PAGE TEXT:

====

A move onto the sidewalks and streets on the weekends is intended to help downtown Walla Walla businesses, but it will also eat up parking spaces along Main Street in the process.
With the first weekend closure of a portion of downtown’s main thoroughfare rolling out Friday morning, city and downtown officials have scrambled on a number of ways to add parking or direct vehicular traffic to existing public and usable private lots.
Among the additions: Colville and Spokane streets, north of Main Street, will be open for head-in parking directed by onsite attendants.
Officials aren’t certain yet exactly how many spaces will be created through that process. With permission from Baker Boyer Bank to open its private lot for public use on weekends, the spaces will help offset the loss of more than 125 parking spots, including handicapped-accessible parking spaces, along Main Street between Palouse Street and Second Avenue three days a week.
The extended road closure starts this weekend and is expected to run through Labor Day, pending results of the change.

====

WHAT TO WORK ON:
(a) From the Walla Walla street closure article, write out everything from "Officials aren’t certain" down to "days a week.".
(b) List every street or avenue named in the Walla Walla street closure article.
(c) According to the Walla Walla street closure article, which bank agreed to open its private lot for public use on weekends?

COLLECTED DATA:
====

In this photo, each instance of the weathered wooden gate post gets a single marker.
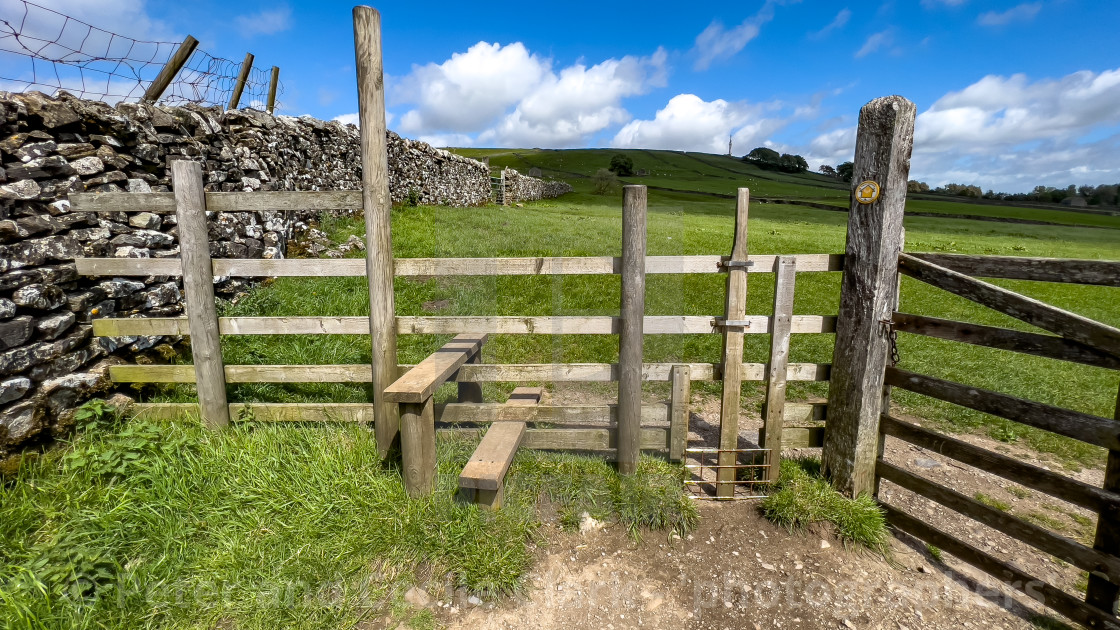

====

ANSWERS TO EACH TASK:
(a)
Officials aren’t certain yet exactly how many spaces will be created through that process. With permission from Baker Boyer Bank to open its private lot for public use on weekends, the spaces will help offset the loss of more than 125 parking spots, including handicapped-accessible parking spaces, along Main Street between Palouse Street and Second Avenue three days a week.

(b)
Main Street
Colville Street
Spokane Street
Palouse Street
Second Avenue

(c) Baker Boyer Bank